-- start --

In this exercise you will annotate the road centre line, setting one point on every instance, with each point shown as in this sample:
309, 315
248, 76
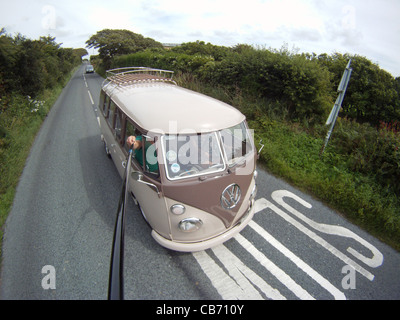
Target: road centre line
91, 99
241, 282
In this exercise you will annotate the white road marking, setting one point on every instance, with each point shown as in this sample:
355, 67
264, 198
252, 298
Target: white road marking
266, 204
90, 96
337, 294
274, 269
377, 257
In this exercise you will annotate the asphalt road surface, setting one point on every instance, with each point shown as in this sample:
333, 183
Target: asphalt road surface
58, 236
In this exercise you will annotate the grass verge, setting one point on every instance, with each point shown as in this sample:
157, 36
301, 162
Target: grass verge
292, 152
20, 123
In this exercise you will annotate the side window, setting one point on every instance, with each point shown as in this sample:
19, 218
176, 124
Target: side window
105, 100
119, 122
111, 114
129, 131
146, 157
150, 156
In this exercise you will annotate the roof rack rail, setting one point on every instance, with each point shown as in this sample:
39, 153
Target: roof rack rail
132, 75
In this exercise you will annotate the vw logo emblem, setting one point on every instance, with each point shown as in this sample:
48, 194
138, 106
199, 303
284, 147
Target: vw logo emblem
230, 196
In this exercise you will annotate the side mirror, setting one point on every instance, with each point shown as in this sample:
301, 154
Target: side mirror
259, 151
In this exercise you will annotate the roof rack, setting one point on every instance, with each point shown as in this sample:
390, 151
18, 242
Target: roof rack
134, 75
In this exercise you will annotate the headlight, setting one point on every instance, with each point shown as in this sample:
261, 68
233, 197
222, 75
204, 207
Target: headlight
190, 224
178, 209
253, 193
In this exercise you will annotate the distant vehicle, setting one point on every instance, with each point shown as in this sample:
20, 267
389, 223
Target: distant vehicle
89, 69
193, 176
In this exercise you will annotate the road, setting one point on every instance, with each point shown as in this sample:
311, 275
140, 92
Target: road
58, 236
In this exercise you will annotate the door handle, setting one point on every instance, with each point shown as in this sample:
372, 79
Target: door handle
138, 177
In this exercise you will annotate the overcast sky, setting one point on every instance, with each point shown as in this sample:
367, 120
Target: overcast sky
370, 28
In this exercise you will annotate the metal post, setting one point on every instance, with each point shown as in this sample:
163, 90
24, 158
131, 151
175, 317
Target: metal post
338, 104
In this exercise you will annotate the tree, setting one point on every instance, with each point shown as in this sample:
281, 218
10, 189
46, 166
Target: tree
112, 42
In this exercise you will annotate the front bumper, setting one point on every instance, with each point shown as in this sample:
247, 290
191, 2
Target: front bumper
209, 243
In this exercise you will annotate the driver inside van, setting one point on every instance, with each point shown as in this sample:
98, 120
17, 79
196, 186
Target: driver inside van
151, 157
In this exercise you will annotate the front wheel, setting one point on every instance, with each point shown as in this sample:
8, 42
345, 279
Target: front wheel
107, 150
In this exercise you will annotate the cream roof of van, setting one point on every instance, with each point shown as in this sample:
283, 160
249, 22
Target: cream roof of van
167, 108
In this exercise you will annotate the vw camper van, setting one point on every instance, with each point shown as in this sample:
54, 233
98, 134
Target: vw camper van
193, 171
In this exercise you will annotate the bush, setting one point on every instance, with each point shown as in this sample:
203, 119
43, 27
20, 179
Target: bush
370, 151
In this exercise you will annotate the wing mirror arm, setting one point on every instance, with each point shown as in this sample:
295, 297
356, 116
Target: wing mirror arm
138, 177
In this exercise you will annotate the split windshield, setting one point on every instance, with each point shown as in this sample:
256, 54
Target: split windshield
188, 155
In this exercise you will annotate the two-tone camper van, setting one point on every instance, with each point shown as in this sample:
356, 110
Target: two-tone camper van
193, 166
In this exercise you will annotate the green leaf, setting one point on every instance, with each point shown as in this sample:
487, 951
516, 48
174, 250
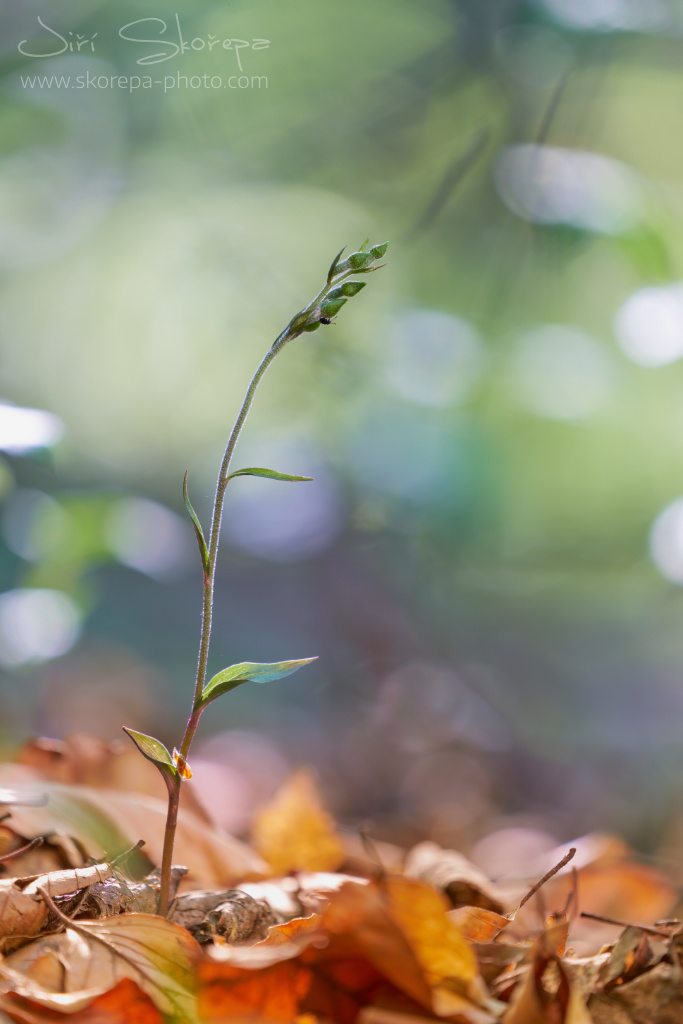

-- end --

**YOUR OBJECTIVE:** Count the lines of the records that contain the string "windshield". Reply with the number alone.

**REPLY TO THE TASK:** 2